_TEXT PASSAGE_:
============

Scientists and journalists convene to discuss blogs and whatnot

A couple of nights back, I attended a panel discussion at Rockefeller University in NYC, organized by SONYC and sponsored by Nature. Entitled Courting Controversy : how to successfully engage an online audience with complex or controversial topics, The meeting consisted of a three person panel, a climate scientist, a pediatric clinician and a former science journalist, addressing a crowd full of journalists and scientists. I won’t give a full review but just a couple of quick points.

One question that emerged from the meeting was whether or not the role of scientist bloggers and/or science journalists should be to educate their readers. The consensus that emerged from the panel seemed to be that education should not be a goal. One panelist, Gavin Schmidt, a climate researcher at NASA’s Goddard Institute for Space Studies and a driving force behind the RealClimate blog, made mention of how scientists live in the space between the known and the unknown, and that in order to really understand discoveries that emerge from this space in a given field, one would need an extensive background education, e.g. the kind of background that one receives when doing a PhD. This kind of education, Schmidt said takes many thousands of hours and can’t very well be accomplished through reading blogs or articles in mainstream media.

============

_RECORDS SHOWN_:
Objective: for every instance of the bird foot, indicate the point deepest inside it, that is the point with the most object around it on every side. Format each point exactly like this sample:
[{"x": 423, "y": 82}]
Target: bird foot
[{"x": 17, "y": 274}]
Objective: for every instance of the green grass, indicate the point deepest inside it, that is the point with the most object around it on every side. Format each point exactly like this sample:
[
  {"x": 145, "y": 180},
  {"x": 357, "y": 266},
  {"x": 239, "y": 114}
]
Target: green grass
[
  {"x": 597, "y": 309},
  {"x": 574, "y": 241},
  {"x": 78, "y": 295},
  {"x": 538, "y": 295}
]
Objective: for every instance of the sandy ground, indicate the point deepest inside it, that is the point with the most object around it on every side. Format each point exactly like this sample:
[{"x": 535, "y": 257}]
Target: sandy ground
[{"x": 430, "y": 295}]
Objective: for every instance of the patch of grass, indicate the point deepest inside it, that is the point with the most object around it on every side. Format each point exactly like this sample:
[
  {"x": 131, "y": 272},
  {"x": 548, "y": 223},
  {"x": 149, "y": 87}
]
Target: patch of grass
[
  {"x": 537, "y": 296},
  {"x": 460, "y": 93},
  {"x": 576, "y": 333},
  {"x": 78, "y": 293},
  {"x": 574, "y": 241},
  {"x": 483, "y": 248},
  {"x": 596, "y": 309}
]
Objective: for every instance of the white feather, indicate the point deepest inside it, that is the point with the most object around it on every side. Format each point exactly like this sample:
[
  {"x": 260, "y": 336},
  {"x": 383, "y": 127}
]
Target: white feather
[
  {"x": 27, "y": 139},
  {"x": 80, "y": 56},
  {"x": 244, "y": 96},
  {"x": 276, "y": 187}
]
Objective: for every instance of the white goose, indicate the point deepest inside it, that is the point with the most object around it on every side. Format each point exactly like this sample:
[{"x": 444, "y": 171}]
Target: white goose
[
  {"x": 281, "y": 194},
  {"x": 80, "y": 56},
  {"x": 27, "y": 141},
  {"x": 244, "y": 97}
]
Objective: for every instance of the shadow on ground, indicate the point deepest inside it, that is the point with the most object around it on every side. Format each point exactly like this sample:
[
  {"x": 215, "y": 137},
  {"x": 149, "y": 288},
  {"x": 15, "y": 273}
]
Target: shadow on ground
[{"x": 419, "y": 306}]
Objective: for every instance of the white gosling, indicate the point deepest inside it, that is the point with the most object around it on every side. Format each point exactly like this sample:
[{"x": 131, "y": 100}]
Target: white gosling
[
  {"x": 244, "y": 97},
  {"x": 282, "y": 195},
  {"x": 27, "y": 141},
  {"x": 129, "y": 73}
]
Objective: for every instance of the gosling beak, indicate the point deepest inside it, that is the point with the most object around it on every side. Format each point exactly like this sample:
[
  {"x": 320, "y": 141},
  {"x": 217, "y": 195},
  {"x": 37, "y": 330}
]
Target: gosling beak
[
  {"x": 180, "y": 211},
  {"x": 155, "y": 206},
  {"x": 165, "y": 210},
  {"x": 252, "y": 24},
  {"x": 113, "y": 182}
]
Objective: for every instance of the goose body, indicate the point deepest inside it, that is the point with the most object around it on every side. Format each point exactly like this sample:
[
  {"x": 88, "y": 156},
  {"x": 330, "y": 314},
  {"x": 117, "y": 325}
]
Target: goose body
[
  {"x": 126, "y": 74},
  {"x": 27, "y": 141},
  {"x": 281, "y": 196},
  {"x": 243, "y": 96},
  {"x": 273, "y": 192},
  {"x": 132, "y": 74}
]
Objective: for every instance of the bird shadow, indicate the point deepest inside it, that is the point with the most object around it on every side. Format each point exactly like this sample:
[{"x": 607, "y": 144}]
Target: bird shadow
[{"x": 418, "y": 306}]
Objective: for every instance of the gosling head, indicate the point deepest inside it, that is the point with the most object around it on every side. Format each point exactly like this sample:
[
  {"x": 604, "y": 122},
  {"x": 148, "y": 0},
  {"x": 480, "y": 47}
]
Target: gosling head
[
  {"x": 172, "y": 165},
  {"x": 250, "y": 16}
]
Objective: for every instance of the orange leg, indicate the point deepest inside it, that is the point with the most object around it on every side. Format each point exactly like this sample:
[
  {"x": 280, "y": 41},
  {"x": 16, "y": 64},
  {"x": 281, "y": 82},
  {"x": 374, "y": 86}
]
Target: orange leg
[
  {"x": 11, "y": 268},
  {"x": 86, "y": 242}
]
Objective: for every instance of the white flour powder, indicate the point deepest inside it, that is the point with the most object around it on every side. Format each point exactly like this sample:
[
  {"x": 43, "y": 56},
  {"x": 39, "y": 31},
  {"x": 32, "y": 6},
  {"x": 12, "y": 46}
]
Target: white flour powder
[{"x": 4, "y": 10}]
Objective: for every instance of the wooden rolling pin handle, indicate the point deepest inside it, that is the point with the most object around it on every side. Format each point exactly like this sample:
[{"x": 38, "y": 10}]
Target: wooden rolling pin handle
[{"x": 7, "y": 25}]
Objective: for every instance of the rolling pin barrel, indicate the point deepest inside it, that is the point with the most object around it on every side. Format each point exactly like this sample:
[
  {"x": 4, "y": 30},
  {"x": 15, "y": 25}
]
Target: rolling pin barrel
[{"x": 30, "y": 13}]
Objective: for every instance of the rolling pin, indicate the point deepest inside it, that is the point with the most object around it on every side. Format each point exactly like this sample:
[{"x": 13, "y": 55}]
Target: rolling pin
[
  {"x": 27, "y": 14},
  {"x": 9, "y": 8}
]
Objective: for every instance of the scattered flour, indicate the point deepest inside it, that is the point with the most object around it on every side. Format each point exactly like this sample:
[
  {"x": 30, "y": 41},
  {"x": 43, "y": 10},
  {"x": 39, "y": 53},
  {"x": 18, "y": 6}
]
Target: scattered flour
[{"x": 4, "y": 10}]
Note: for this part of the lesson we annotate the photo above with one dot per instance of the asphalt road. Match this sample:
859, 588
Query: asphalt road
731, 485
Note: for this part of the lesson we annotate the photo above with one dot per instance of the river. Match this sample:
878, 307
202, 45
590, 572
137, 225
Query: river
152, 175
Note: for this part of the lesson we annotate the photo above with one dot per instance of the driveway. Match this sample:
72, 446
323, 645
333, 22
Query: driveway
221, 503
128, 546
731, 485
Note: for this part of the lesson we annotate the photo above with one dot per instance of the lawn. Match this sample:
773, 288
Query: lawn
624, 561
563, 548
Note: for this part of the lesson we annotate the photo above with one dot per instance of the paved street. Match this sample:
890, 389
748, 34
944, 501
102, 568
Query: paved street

============

Write out the full text above about the Rockefeller University panel discussion, word for word.

Scientists and journalists convene to discuss blogs and whatnot

A couple of nights back, I attended a panel discussion at Rockefeller University in NYC, organized by SONYC and sponsored by Nature. Entitled Courting Controversy : how to successfully engage an online audience with complex or controversial topics, The meeting consisted of a three person panel, a climate scientist, a pediatric clinician and a former science journalist, addressing a crowd full of journalists and scientists. I won’t give a full review but just a couple of quick points.

One question that emerged from the meeting was whether or not the role of scientist bloggers and/or science journalists should be to educate their readers. The consensus that emerged from the panel seemed to be that education should not be a goal. One panelist, Gavin Schmidt, a climate researcher at NASA’s Goddard Institute for Space Studies and a driving force behind the RealClimate blog, made mention of how scientists live in the space between the known and the unknown, and that in order to really understand discoveries that emerge from this space in a given field, one would need an extensive background education, e.g. the kind of background that one receives when doing a PhD. This kind of education, Schmidt said takes many thousands of hours and can’t very well be accomplished through reading blogs or articles in mainstream media.